• teknopoli yeni dünya düzenin adıymıs valla ben yazanın yalancısyım (bkz: teknopoli: yeni dünya düzeni neil postman; tercüme: mustafa emre yılmaz gelenek yayıncılık). yani teknololi manyaklığıdır bu konuda sürekli yazılar yazmakdır yine örnek olarak islami olsun (bkz: fehmi koru)
  • mustafa emre yılmaz tarafından türkçeye çevrilen ve keşke bu kadar rezalet çevrilmeseymiş denilen eser.
  • kültürel bir aidstir. bu kavram içerisinde a$kın bir amaca, anlama ve kayna$mı$lığa yer yoktur.
  • teknolojik deterministliğini ve muhafazakarlığını açıkça ortaya koymuş postman bu kitabında.
    teknolojinin ve dolayısıyla teknopoli dediği dönemin imgesel düzende kurduğumuz anlamları yok etmesinden bahsediyor ancak alet kullanan toplumlar, teknokrasi ve teknopoli diye ayırdığı, ki comte'un teolojik - metafizik ve pozitivist aşamalarının tersten kurulmuş bir hali gibi görünüyor bu dönemler, ve kullanan ve icad eden arasında kurduğu teorisinde eksik olan yegane şey "iktidar".. yani bu araçların sahipleri kimler ? gereksinimlerden üretilen teknoloji aslında kimin gereksinimi için geliştiriliyor? ve bu kontrol mekanizmalarında teknoloji özerk bir varlığa mı sahiptir?

    bu sorulara dair herhangi bir cevap bulamıyorsunuz kitapta. zira, eğer cevap vermiş olsaydı zaten teknolojik determinist olmayacak ve sınıf kavramını es geç/e/meyecekti.

    postman'ın kitabı aslında 20. yüzyılın genelinde geliştirilmiş olan devletin ideolojik aygıtları meselesi, iktidar ve kontrol meselesi, pozitivizm eleştirisi ve bilimcilik meselesi gibi konuların basitçe kendi düşüncesi bağlamına oturtmaya çalışan ama her yönüyle eksik kalan bir kitap.. öyle.
  • paradigma yayınlarından çıkan ve mustafa emre yılmaz'ın harika çevirisi ile şiir gibi akan bir kitap.
    teknoloji, bilim, okul ve diğer konularda önemli şeyler söyleyen ilginç bir kitap. postman'ın o alışmak zorunda kaldığımız marksist bakış açısı yerine, daha teolojik daha muhafazakar bir pencereden olaylara bakması gayet anlamlı olmuş.

+-------+

Alıştırma görevleri:
**a)** Okuma metnine göre Postman'ın kullanan ile icat eden arasında kurduğu teoride eksik olan yegâne şeyin ne olduğunu yazın.
**b)** Okuma metnine göre kitapta araçların sahipleri ve teknolojinin kimin gereksinimi için geliştirildiği gibi sorulara neden cevap bulunamadığını bir ila üç cümleyle açıklayın.

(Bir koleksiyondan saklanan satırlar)
+-------+

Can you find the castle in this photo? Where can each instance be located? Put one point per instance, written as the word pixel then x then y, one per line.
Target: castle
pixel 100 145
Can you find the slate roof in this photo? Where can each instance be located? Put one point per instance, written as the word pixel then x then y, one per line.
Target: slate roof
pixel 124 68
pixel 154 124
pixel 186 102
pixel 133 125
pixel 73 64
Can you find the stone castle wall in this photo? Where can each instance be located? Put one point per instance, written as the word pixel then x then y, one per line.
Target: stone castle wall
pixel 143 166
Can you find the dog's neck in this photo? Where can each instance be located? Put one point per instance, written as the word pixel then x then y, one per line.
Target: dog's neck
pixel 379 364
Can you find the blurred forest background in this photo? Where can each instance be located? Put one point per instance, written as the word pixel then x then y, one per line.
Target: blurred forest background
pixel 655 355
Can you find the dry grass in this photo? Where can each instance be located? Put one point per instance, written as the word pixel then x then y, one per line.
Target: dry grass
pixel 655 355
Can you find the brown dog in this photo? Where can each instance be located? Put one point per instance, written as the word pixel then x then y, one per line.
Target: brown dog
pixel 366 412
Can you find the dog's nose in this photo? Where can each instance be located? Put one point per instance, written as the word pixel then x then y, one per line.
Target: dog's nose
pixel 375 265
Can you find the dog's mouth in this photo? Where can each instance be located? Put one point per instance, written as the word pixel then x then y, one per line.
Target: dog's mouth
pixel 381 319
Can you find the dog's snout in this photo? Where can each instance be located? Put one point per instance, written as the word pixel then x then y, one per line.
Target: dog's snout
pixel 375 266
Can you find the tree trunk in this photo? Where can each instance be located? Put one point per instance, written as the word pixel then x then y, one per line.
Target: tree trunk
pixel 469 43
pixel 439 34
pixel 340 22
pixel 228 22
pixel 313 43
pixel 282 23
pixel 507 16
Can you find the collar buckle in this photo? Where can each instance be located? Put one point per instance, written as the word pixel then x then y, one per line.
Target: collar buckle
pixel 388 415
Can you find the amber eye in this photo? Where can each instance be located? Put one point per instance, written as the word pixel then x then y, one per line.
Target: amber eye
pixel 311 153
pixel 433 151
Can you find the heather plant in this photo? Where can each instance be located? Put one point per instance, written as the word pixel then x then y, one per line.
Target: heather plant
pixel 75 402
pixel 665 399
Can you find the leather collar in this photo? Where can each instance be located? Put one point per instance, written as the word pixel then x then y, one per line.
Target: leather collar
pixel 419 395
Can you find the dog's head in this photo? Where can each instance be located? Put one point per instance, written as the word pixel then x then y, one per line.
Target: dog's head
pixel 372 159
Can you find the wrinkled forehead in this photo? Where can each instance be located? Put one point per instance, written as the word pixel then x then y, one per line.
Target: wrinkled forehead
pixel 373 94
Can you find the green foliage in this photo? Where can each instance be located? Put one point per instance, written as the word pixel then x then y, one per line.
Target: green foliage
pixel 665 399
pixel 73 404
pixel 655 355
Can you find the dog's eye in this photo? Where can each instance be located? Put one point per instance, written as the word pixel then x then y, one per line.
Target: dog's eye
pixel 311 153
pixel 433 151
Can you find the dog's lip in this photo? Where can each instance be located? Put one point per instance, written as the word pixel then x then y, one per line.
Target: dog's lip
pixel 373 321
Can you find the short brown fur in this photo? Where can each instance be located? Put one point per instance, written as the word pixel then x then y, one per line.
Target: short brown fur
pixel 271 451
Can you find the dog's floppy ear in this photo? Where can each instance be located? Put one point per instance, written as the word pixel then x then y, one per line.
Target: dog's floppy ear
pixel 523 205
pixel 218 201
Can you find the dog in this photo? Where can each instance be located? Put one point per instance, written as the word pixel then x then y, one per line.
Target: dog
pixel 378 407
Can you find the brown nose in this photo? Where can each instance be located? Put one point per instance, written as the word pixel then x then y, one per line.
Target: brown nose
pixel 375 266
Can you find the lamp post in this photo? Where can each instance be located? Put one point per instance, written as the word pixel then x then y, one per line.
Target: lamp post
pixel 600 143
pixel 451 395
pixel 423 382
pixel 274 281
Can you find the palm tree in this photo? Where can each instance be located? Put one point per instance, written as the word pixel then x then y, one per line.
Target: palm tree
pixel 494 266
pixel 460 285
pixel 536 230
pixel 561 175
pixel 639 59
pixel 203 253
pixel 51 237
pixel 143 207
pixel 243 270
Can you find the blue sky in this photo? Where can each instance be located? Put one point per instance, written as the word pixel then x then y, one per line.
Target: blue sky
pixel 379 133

+-------+

Alıştırma cevapları:
**a)** İktidar.

**b)** Kitap bu sorulara cevap vermiş olsaydı Postman zaten teknolojik determinist olmayacak ve sınıf kavramını es geçemeyecekti. Yani sorular, yazarın teknolojik determinist tutumu yüzünden cevapsız kalıyor.